_The exercise_. Copy the lines below exactly, taking only the stretch from the line that contains "job: trace every instance of the sepia" through the line that contains "target: sepia photograph", with both of those lines included.

[Boundary labeling lines]
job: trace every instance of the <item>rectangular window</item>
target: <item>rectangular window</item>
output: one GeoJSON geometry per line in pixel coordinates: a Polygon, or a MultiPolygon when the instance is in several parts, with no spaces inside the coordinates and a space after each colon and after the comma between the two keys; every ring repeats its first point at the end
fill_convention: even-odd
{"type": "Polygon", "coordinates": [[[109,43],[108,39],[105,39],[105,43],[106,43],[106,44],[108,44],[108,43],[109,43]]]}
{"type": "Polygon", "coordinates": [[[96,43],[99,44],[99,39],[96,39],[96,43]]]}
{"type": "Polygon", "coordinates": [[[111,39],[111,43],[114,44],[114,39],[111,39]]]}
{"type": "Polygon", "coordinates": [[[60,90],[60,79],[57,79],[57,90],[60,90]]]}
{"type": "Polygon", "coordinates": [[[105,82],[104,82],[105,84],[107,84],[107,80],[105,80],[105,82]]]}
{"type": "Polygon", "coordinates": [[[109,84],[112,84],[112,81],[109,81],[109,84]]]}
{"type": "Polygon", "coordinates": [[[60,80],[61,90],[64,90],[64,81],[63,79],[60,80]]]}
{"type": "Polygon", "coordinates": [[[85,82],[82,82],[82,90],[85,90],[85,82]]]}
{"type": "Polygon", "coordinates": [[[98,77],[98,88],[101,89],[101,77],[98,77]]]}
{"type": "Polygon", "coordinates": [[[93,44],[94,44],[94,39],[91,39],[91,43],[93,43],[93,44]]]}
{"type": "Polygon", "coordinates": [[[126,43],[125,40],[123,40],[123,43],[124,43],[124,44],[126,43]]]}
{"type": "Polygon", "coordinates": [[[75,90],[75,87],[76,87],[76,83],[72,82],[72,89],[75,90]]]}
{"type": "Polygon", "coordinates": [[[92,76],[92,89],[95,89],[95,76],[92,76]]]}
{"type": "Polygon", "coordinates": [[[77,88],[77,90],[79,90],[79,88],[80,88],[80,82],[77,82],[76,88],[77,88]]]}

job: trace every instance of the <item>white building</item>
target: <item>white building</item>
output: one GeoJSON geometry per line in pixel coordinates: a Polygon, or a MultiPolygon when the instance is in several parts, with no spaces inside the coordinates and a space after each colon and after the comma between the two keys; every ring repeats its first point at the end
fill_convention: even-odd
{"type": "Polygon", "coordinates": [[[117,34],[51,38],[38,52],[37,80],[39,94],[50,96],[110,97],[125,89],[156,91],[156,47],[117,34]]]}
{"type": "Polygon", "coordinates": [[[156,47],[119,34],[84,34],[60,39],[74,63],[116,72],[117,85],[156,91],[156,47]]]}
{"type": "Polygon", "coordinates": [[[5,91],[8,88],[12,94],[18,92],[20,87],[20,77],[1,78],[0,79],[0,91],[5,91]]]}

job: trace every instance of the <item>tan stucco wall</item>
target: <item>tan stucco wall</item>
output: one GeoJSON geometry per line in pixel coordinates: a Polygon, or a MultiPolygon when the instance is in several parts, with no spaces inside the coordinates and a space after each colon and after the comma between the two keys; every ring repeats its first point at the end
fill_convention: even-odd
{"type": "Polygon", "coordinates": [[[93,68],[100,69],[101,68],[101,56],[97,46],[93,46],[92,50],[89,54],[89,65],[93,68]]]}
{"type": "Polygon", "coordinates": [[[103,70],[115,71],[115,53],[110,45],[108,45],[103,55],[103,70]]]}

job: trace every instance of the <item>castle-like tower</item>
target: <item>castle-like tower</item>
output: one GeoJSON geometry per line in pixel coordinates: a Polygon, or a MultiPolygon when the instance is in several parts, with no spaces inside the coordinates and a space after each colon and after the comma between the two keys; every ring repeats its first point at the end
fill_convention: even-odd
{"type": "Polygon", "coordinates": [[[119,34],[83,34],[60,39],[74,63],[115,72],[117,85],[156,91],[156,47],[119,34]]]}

...

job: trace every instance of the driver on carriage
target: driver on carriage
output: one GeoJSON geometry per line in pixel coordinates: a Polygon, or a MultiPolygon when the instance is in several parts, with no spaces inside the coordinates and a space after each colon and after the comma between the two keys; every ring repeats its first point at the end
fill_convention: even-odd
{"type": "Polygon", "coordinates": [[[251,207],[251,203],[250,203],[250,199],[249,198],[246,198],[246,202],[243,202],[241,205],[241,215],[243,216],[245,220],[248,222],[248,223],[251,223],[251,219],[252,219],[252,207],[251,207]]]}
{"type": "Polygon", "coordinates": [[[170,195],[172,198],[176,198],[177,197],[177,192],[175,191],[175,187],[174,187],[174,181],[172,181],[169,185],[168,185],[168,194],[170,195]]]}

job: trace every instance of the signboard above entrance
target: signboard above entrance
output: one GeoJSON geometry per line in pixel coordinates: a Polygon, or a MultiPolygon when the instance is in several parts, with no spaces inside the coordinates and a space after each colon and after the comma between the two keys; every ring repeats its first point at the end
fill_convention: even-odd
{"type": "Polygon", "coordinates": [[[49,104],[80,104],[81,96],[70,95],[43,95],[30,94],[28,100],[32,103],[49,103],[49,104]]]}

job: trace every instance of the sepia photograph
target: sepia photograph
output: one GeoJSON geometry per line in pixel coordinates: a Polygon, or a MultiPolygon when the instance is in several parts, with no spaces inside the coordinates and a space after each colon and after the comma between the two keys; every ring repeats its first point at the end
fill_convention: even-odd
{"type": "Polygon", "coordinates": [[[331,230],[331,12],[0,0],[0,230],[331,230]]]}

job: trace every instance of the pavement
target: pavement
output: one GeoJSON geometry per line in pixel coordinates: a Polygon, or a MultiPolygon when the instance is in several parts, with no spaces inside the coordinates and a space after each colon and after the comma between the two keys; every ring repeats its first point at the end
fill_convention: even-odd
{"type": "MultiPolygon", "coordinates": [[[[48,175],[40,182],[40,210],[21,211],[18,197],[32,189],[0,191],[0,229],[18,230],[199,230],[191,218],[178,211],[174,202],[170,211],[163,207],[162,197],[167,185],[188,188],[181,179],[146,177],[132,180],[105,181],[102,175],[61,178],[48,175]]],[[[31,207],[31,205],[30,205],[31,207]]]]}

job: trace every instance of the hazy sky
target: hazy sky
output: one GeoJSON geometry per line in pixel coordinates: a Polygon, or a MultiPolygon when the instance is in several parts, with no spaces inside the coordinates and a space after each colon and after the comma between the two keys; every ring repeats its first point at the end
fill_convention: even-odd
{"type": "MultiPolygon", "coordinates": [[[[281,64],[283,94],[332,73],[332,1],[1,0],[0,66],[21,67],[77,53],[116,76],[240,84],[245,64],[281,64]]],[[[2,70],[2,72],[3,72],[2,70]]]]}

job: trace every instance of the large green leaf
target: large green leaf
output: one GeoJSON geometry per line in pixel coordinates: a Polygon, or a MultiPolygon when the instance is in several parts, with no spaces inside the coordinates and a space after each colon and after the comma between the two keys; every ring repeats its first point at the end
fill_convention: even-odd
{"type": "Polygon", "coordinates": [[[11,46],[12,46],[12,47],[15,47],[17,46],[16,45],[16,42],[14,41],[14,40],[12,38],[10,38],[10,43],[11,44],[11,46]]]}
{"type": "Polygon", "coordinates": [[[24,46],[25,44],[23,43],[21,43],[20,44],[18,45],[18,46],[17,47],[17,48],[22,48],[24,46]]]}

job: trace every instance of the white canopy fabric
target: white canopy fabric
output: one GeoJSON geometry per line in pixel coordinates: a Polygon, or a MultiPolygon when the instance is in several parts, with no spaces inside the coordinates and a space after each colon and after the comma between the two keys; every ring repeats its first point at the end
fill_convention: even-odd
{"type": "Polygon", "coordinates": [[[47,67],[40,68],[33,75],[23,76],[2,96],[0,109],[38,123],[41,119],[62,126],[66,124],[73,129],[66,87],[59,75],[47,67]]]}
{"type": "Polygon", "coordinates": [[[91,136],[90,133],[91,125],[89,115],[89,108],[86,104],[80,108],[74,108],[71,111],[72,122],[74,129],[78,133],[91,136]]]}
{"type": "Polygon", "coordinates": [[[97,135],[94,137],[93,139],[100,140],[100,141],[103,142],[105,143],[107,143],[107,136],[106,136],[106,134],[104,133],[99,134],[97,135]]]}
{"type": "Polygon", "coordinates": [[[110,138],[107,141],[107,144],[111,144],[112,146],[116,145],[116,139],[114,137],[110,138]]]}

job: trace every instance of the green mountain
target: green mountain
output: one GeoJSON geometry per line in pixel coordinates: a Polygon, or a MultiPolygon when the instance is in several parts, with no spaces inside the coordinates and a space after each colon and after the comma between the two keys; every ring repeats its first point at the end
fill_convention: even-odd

_Exercise result_.
job: trace every instance of the sepia photograph
target: sepia photograph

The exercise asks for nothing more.